[EXCERPT TO READ]
=== Section Start ===
It’s 2022, and what better way is there to propel into the new year than with the theme of innovation! By now, we’re all weary of the pandemic stealing the spotlight. It’s time to redirect our attention and notice the other player on the stage – progress! It’s happening, simultaneously, in so many fields – aeronautics, biology, AI, and robotics, just to name a few. Technology is marching at a breakneck pace. If the history of man was condensed into a 4,000-page book, the last 100 years of innovation, including the combustion engine, flight, skyscrapers, computers, would be contained in a few sentences on the last page.

When looking for innovation, it’s easy to spot the big items, but let’s focus instead on a smaller one in plain sight: the QR code. Invented in 1994 in Japan by the automotive industry, it was initially used to track vehicles using high-speed scanning during manufacturing. Fast forward to Asia today where it is used across a wide variety of applications, even one that incorporates a Hello Kitty image at its center. Until recently, North America’s adoption of the QR code lagged behind the rest of the world, but the pandemic quickly changed all that. It’s a textbook example of recent, nimble technology that was ready for widespread adaption when the moment called. The pandemic knotted us to our smart phones, and the common knowledge became if you were going to brave the new world, you had to have one in arm’s reach. Remember how fast QR-coded menus replaced the disposable paper menus that appeared suddenly on outdoor dining tables? Since then, we’ve seen QR codes everywhere, from retail to healthcare and now, two years later, there is ongoing debate about whether QR-coded vaccine passports should be required to enter public space.

So how did the QR code become so ubiquitous in society? Perhaps it is because of their seemingly innocuous, somewhat familiar appearance, akin to the merger of the barcode and the hyperlink. More likely, it is because of their basic function, a direct and touchless way to get to information quickly. It was just in the last year that smart phone cameras started to automatically recognize QR codes without the need of a separate app or zooming in or out. You just point your camera at the code to instantly link to content. In the time of a pandemic, the hygienic value of this touchless quality is equivalent to gold.
=== Section End ===
[SUPPLIED MATERIAL]
=== Section Start ===
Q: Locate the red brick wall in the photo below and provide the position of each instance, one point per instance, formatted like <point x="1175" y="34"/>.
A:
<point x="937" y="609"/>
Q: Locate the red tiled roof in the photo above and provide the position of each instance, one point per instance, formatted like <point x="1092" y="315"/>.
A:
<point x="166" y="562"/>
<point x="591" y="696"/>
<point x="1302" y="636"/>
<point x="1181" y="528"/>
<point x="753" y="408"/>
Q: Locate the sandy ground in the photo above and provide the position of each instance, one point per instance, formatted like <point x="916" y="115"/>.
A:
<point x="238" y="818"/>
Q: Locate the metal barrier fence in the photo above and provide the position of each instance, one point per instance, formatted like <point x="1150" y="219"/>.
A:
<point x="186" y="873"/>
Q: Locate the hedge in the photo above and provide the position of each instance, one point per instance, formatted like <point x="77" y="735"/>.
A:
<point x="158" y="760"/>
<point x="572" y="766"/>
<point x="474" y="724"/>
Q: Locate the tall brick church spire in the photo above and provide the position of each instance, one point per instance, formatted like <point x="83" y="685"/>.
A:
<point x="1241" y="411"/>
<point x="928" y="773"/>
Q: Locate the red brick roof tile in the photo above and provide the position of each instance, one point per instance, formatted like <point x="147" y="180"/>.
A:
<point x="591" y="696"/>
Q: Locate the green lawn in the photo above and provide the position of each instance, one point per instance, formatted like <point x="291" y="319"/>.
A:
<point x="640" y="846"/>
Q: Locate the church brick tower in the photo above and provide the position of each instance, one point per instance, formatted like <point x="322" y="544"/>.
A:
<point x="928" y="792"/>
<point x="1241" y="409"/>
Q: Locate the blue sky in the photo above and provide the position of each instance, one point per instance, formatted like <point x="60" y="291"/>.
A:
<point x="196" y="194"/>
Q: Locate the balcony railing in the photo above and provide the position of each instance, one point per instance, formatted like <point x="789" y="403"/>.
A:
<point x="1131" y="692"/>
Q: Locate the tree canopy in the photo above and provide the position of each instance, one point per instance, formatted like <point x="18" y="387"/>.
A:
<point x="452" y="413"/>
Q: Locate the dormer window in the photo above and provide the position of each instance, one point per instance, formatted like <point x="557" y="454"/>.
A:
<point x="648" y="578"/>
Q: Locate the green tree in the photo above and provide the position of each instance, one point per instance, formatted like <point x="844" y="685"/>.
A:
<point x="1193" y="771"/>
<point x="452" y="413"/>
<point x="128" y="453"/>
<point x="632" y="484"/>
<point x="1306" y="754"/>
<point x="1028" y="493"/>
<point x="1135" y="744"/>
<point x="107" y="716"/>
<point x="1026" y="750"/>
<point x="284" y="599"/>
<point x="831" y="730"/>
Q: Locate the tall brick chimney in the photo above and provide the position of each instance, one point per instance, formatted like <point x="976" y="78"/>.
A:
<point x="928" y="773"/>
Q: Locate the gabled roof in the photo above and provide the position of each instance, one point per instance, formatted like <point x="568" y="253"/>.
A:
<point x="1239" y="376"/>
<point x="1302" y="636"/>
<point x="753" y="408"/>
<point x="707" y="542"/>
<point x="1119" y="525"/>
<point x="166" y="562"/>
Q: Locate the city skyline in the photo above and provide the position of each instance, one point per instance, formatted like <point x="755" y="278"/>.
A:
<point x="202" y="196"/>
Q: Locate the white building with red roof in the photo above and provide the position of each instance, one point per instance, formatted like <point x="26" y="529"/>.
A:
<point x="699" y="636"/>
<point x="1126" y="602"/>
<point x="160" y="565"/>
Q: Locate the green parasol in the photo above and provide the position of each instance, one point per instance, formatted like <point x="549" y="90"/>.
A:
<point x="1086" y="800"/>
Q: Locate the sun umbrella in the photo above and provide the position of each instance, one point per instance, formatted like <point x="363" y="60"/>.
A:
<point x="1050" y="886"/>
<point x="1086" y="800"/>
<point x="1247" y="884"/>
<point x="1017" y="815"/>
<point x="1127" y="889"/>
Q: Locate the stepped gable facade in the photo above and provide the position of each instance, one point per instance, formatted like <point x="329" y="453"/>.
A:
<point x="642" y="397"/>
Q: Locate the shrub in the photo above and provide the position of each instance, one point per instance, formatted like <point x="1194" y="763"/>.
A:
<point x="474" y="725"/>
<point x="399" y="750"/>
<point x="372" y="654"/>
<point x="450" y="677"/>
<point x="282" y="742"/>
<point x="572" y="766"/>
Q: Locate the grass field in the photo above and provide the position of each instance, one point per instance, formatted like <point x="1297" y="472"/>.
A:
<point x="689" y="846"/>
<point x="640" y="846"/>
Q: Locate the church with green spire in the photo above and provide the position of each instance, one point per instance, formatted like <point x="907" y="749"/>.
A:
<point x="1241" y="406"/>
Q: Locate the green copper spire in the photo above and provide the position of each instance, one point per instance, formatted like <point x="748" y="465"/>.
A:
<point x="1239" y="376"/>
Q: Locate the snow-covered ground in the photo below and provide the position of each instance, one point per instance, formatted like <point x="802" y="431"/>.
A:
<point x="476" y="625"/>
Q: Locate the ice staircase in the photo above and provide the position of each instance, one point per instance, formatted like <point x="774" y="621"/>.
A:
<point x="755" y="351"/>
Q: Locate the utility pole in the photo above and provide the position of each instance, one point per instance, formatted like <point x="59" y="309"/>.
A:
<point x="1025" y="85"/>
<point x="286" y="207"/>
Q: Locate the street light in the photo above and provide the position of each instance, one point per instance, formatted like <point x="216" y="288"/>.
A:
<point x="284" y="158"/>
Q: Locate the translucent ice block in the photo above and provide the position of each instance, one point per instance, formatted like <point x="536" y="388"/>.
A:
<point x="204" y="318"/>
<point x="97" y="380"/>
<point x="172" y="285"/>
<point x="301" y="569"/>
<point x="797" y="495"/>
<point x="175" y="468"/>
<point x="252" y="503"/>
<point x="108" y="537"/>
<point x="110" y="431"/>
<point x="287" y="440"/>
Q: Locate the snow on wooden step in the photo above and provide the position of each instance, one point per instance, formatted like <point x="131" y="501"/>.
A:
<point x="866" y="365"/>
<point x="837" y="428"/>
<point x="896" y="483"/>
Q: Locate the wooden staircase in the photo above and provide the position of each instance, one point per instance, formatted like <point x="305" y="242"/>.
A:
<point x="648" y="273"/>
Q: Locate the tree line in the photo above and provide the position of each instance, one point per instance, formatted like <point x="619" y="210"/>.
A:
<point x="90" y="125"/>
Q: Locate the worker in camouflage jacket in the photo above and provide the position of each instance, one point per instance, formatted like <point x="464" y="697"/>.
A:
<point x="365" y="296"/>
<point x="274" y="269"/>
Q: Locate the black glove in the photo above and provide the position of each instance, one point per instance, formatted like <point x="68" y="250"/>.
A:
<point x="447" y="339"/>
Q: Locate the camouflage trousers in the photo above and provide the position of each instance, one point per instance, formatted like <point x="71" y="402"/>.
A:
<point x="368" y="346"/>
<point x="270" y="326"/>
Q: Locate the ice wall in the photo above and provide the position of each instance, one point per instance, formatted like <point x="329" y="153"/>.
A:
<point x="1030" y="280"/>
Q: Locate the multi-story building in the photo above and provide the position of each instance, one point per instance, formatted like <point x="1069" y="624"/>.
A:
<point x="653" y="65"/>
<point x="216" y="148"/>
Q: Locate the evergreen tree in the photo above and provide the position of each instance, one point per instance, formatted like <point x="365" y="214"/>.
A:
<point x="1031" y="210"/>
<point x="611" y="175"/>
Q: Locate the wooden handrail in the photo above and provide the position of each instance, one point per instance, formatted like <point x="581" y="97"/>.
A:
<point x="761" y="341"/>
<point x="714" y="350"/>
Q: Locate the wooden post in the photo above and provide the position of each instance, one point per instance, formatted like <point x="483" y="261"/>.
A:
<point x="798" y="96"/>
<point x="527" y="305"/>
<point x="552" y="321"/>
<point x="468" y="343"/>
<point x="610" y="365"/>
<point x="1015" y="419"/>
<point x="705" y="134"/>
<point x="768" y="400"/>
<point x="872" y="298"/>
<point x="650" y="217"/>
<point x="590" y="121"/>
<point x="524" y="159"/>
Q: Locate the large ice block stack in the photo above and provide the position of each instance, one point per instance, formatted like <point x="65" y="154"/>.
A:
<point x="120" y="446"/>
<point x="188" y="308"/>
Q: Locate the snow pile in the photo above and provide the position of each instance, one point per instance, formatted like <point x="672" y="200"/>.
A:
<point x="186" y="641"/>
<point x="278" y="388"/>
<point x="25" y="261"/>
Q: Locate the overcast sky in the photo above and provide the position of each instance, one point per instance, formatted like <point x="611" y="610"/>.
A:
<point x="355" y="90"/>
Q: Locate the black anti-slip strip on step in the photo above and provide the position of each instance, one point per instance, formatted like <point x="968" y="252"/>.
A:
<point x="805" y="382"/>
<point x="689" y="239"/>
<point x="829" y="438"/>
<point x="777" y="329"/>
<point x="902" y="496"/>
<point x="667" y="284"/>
=== Section End ===
[ACTIVITY A] According to the piece on QR codes, when, where and by what industry was the QR code invented?
[ACTIVITY B] List every field that the piece on QR codes names as one where progress is happening at the same time.
[ACTIVITY C] Copy the part of the piece on QR codes between "It’s 2022, and" and "the last page.", inclusive, and swap "breakneck" for "dizzying".
The material has nothing to do with the piece on QR codes.

[RESPONSE AREA A] In 1994, in Japan, by the automotive industry.

[RESPONSE AREA B] Aeronautics, biology, AI, and robotics.

[RESPONSE AREA C]
It’s 2022, and what better way is there to propel into the new year than with the theme of innovation! By now, we’re all weary of the pandemic stealing the spotlight. It’s time to redirect our attention and notice the other player on the stage – progress! It’s happening, simultaneously, in so many fields – aeronautics, biology, AI, and robotics, just to name a few. Technology is marching at a dizzying pace. If the history of man was condensed into a 4,000-page book, the last 100 years of innovation, including the combustion engine, flight, skyscrapers, computers, would be contained in a few sentences on the last page.